Goals.
[A] In the setdiff thread excerpt, which mailing list does G. Jay Kerns greet at the start of the quoted message?
[B] Please repeat the stretch of the setdiff thread excerpt from "Just as a sequence" through "some follow-up investigation." word for word.
[C] Carry on the setdiff thread excerpt from the point where it stops.

Text segment.
————————

Just as a sequence of scalars can be interpreted as a set of scalars
by the order- and repetition-ignoring homomophism, so can a sequence
of tuples. It seems to me natural that set operations should follow
that interpretation.

-s

On 5/30/09, G. Jay Kerns <gkerns at ysu.edu> wrote:
> Dear R-devel,
>
> Please see the recent thread on R-help, "Odd Behavior Out of
> setdiff(...) - addition of duplicate entries is not identified" posted
> and then did some follow-up investigation.
>
> I would like to change my answer.
>
> My current version of setdiff() is acting in a way that I do not
> understand, and a way that I suspect  has changed.  Consider the
> following, derived from Jason's OP:
>
> The base package setdiff(), atomic vectors:
>
> x <- 1:100
> y <- c(x,x)
>
> setdiff(x, y)  # integer(0)
> setdiff(y, x)  # integer(0)

————————

Extracted entries.

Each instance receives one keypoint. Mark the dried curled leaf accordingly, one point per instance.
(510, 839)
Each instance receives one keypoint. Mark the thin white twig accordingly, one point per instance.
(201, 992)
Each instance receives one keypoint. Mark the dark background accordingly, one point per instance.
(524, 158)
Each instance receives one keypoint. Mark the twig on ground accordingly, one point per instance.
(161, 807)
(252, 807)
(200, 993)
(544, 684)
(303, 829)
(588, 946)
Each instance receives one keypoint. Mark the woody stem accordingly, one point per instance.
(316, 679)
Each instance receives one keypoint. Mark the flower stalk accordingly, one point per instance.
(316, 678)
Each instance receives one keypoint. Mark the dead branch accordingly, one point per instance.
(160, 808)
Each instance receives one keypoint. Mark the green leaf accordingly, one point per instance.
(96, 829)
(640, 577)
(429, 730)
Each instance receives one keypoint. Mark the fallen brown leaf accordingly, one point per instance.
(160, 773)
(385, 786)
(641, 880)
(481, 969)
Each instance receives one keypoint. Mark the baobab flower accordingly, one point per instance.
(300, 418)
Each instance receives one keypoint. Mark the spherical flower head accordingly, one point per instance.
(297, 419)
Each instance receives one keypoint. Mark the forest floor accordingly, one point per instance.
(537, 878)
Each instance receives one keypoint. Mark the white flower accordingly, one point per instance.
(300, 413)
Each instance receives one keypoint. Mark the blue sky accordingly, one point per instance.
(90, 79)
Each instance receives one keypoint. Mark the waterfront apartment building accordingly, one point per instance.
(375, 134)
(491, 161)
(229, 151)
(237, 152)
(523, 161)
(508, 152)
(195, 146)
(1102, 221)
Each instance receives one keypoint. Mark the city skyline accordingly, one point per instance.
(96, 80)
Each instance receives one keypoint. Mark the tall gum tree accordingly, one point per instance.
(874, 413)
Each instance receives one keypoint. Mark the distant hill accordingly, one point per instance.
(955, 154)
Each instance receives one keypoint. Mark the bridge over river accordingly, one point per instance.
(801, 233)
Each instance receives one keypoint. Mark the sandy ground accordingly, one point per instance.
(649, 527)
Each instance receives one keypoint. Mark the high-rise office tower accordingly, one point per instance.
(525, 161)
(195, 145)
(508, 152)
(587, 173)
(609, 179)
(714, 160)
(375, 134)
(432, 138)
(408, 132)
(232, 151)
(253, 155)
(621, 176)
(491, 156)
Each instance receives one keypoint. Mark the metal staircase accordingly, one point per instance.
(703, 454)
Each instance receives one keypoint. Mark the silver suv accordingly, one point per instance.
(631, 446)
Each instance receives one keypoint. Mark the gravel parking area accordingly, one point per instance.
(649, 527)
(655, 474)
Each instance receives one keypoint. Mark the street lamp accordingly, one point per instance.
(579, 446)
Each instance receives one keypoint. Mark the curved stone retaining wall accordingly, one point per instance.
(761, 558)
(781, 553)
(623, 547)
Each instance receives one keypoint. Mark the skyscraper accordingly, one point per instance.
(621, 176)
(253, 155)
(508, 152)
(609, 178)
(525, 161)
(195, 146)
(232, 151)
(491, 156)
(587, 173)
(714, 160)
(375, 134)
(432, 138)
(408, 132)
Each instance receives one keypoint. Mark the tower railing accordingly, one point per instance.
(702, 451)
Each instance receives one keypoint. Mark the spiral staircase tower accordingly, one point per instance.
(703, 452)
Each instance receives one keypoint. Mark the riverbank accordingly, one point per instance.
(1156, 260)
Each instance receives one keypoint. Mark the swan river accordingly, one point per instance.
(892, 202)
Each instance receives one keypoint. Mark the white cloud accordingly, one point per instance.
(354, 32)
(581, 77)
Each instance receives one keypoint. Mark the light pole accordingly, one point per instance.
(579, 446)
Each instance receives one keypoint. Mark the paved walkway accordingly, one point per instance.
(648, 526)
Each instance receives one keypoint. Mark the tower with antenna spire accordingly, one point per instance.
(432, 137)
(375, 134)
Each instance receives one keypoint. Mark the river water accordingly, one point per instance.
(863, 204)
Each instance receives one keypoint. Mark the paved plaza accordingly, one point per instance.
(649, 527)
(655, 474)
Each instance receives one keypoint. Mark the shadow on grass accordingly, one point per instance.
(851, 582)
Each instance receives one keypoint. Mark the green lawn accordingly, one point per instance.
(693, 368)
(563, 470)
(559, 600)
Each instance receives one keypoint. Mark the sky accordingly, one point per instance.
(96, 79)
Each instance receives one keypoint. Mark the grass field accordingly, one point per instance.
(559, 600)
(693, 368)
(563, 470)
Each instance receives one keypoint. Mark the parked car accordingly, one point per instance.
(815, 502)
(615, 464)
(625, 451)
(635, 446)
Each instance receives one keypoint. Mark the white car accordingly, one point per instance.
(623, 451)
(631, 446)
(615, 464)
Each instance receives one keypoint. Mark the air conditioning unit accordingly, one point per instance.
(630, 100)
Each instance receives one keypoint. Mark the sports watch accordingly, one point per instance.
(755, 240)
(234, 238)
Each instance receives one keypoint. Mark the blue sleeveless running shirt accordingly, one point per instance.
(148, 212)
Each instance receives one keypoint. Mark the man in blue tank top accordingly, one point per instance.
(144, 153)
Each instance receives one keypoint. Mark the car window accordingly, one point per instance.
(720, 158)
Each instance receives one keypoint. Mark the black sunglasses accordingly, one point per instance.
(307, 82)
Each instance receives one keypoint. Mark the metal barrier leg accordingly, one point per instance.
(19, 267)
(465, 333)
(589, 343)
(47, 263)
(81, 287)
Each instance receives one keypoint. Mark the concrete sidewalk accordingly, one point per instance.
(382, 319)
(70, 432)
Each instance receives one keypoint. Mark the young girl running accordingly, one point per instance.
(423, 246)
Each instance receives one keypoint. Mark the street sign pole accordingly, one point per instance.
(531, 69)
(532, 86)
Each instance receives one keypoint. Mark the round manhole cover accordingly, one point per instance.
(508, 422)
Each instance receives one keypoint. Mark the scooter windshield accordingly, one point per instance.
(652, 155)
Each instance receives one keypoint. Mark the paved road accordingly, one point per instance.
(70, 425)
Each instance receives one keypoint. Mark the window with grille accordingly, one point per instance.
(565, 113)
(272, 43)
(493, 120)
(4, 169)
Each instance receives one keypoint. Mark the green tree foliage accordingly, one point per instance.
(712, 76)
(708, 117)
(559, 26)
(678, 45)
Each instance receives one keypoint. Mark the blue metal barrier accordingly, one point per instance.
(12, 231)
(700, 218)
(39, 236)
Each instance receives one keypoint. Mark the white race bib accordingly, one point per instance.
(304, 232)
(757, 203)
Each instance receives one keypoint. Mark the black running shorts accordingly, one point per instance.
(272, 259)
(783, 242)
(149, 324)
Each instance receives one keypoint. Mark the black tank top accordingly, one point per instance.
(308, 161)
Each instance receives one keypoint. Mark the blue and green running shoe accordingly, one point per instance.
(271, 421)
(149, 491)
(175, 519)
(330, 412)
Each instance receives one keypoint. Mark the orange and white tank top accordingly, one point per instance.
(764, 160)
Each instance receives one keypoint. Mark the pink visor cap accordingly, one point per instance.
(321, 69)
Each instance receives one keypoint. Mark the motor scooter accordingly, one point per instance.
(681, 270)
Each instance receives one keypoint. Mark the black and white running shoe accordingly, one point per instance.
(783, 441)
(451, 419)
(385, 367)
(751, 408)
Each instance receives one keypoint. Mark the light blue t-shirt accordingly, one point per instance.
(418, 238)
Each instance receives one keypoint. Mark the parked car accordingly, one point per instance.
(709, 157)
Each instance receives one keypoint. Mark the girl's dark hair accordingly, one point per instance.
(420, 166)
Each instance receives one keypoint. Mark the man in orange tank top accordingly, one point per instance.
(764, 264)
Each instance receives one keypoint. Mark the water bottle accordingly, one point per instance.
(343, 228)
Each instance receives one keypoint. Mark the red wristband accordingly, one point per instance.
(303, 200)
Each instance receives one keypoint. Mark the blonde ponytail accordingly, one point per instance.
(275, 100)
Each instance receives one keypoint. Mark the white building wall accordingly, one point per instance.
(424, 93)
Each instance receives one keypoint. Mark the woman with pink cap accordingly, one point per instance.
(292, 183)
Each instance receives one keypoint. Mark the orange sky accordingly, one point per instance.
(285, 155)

————————

Answers for this exercise.
[A] R-devel

[B]
Just as a sequence of scalars can be interpreted as a set of scalars
by the order- and repetition-ignoring homomophism, so can a sequence
of tuples. It seems to me natural that set operations should follow
that interpretation.

-s

On 5/30/09, G. Jay Kerns <gkerns at ysu.edu> wrote:
> Dear R-devel,
>
> Please see the recent thread on R-help, "Odd Behavior Out of
> setdiff(...) - addition of duplicate entries is not identified" posted
> and then did some follow-up investigation.

[C]
>
> z <- 1:25
>
> setdiff(x,z)   # 26:100
> setdiff(z,x)   # integer(0)
>
>
> Everything is fine.
>
> Now look at base package setdiff(), data frames???
>
> ################################
> A <- data.frame(x = 1:100)
> B <- rbind(A, A)
>
> setdiff(A, B)               # df 1:100?
> setdiff(B, A)               # df 1:100?
>
> C <- data.frame(x = 1:25)
>
> setdiff(A, C)               # df 1:100?
> setdiff(C, A)               # df 1:25?
>
> ############################
>
>
> I have read ?setdiff 37 times now, and I cannot divine any
> interpretation that matches the above output.  From the source, it
> appears that
>
> match(x, y, 0L) == 0L
>
> is evaluating to TRUE, of length equal to the columns of x, and then
>
> x[match(x, y, 0L) == 0L]
>
> is returning the entire data frame.
>
> Compare with the output from package "prob", which uses a setdiff that
> operates row-wise:
>
>
> ###########################
> library(prob)
> A <- data.frame(x = 1:100)
> B <- rbind(A, A)
>
> setdiff(A, B)               # integer(0)
> setdiff(B, A)               # integer(0)
>
> C <- data.frame(x = 1:25)
>
> setdiff(A, C)               # 26:100
> setdiff(C, A)               # integer(0)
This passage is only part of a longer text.